**What to do:** Every record is to be copied unchanged, except that its pictures are removed.

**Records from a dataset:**
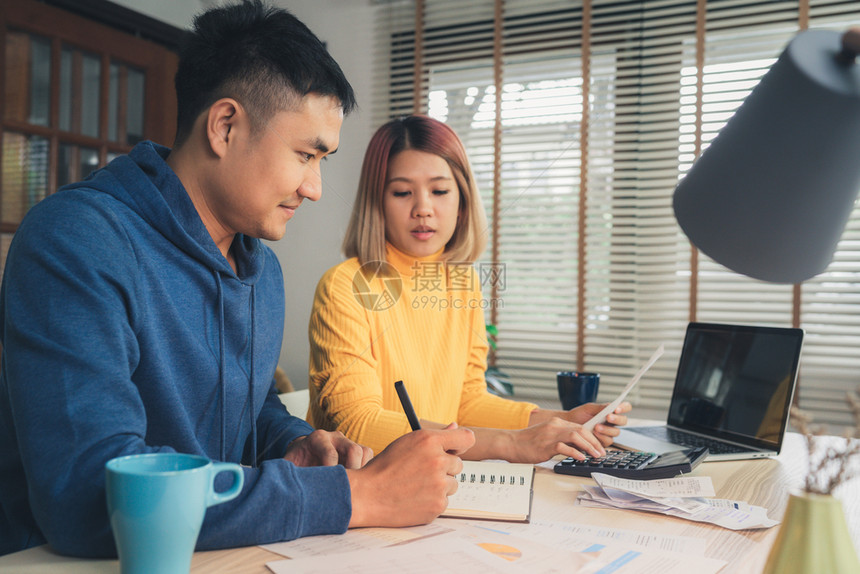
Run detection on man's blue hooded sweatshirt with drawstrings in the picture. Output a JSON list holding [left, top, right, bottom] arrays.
[[0, 142, 351, 556]]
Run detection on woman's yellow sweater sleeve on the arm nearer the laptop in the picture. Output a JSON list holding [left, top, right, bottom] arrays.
[[457, 280, 537, 429]]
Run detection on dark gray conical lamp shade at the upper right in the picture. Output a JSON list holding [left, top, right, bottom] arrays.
[[674, 30, 860, 283]]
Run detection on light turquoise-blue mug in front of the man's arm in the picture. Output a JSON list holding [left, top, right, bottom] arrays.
[[105, 452, 245, 574]]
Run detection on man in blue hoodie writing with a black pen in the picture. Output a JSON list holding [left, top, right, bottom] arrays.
[[0, 0, 474, 556]]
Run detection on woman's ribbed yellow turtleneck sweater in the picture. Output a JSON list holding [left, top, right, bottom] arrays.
[[308, 245, 537, 453]]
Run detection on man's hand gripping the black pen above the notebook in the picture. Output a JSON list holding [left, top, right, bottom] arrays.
[[347, 423, 475, 528]]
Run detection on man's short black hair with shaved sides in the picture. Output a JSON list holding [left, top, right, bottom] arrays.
[[175, 0, 355, 145]]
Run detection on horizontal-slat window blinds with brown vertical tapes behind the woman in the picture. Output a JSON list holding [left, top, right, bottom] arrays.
[[379, 0, 860, 423]]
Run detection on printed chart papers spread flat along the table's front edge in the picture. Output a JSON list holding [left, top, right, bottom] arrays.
[[265, 518, 726, 574]]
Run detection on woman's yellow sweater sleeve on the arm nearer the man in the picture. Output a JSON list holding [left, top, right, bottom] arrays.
[[308, 259, 411, 453]]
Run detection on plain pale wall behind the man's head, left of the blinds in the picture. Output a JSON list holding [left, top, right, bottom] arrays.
[[107, 0, 376, 388]]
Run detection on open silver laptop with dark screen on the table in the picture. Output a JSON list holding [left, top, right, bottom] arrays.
[[615, 323, 803, 461]]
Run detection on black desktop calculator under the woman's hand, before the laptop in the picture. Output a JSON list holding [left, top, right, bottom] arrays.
[[554, 446, 708, 480]]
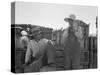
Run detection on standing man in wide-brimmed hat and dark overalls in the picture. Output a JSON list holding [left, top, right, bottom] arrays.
[[61, 14, 82, 70]]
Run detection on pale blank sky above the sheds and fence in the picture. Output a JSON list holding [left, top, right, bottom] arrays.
[[15, 2, 98, 34]]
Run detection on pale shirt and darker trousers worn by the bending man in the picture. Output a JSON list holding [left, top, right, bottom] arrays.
[[25, 39, 55, 72]]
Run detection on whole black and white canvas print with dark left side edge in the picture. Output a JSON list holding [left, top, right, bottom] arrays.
[[11, 1, 98, 73]]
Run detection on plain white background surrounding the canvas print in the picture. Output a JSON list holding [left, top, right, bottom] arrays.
[[0, 0, 100, 75]]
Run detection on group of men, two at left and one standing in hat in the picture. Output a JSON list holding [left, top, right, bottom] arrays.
[[21, 15, 83, 72]]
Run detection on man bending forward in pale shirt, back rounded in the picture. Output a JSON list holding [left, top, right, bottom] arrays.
[[25, 27, 55, 72]]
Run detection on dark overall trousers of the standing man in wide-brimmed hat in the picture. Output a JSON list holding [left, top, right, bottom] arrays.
[[64, 37, 81, 70]]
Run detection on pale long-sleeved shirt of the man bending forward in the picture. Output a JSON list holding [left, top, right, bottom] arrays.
[[25, 39, 48, 62]]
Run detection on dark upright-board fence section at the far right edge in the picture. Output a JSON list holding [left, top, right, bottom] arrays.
[[89, 36, 97, 68]]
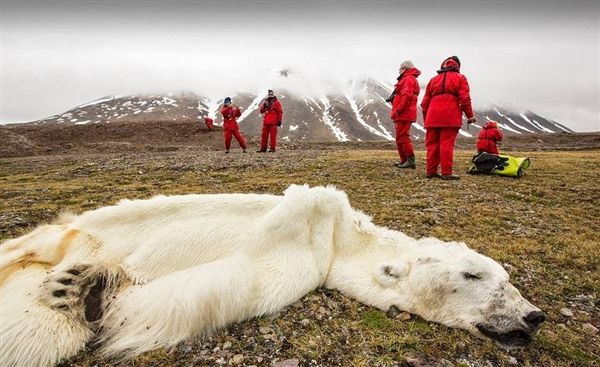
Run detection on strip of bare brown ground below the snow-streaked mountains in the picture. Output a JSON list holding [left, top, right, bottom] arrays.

**Exercise response:**
Run detection on man's blue hooded sweatshirt with drawstrings in the picture. Output a JSON list holding [left, top, right, bottom] arrays.
[[0, 142, 351, 556]]
Run detection on woman's yellow sweater sleeve on the arm nearer the laptop in the picture. Output a JSON list holding [left, top, right, bottom] arrays.
[[457, 280, 537, 429]]
Run detection on dark gray conical lamp shade at the upper right in the picture. Output a JSON list holding [left, top, right, bottom] arrays.
[[674, 30, 860, 283]]
Run detection on light turquoise-blue mug in front of the man's arm in the picture. Output a JSON list holding [left, top, right, bottom] arrays.
[[105, 452, 245, 574]]
Run detection on man in blue hoodie writing with a black pen in the picture. Output a JSON list holding [left, top, right, bottom] arrays.
[[0, 0, 474, 556]]
Run detection on woman's ribbed yellow turtleneck sweater in the picture. Output a JSON list holding [left, top, right, bottom] arrays.
[[308, 245, 537, 453]]
Run detection on man's hand gripping the black pen above the notebook in the picture. Output a JSON list holding [left, top, right, bottom] arrays.
[[347, 423, 475, 528]]
Run detection on man's short black hair with shaved sides in the picture. Output a JSON list holding [left, top, right, bottom] arrays.
[[175, 0, 355, 145]]
Run detection on horizontal-slat window blinds with brown vertical tapes behind the woman in the picture. Output a JSON list holding [left, top, right, bottom] arrays.
[[379, 0, 860, 423]]
Run detection on printed chart papers spread flat along the table's front edge in the picture. Output a JSON list holding [left, top, right, bottom] arrays.
[[265, 518, 726, 574]]
Run detection on woman's yellow sweater sleeve on the arm nearer the man in the picture. Output a JSON list holding [left, top, right, bottom] arrays.
[[308, 259, 411, 453]]
Run detection on plain pale wall behind the man's head, left of the blinds in the picture. Output a JSON list holding [left, top, right, bottom] arrays.
[[107, 0, 376, 388]]
Run detection on open silver laptop with dark screen on the table in the picture. Output a JSON list holding [left, top, right, bottom] arrays.
[[615, 323, 803, 461]]
Run detection on black desktop calculator under the woman's hand, before the laptop in the picture. Output a JSON list holding [left, top, right, bottom] arrays.
[[554, 446, 708, 480]]
Run detection on standing man in wide-brimmed hat and dark overalls in the picture. Output a JSON list holding [left, top, right, bottom] arrays.
[[61, 14, 82, 70]]
Run detection on pale blank sky above the sheds and fence in the picture. Output a JSON list holding [left, top, right, bottom] arrays.
[[15, 2, 98, 34]]
Run detection on pale shirt and darker trousers worn by the bending man in the picture. Output a JSON list holding [left, top, right, bottom] arrays.
[[25, 39, 55, 72]]
Run detection on whole black and white canvas print with dark left side edge in the picture. Output a JSON list holding [left, top, right, bottom] arrays.
[[11, 1, 98, 73]]
Run detection on plain white background surrounding the canvas print in the picture. Output a JSON list holding [left, top, right, bottom] arrays.
[[0, 0, 100, 75]]
Run detection on group of men, two at left and one standing in hat in the picture. Output a JSON list holding [left, top, right, bottom] arrays.
[[21, 15, 83, 72]]
Run detection on man bending forward in pale shirt, back rounded in the picture. Output a JSON list holding [left, top, right, bottom] arrays.
[[25, 27, 55, 72]]
Run detection on dark overall trousers of the standing man in wide-brimmed hat in the picture. Output a JSON list holding [left, top, right, bottom] arrays.
[[64, 37, 81, 70]]
Run detection on pale long-sleeved shirt of the man bending forward in the picture. Output a JSON list holding [left, top, right, bottom] arrays.
[[25, 39, 48, 62]]
Run detection on dark upright-board fence section at the far right edge in the picture. Output a JSON list holding [left, top, right, bottom] arrays.
[[89, 36, 97, 68]]
Run detection on strip of bare brown ground below the snow-streaked mountains in the picture. Output a JSON list holding [left, top, right, bottom] arrays.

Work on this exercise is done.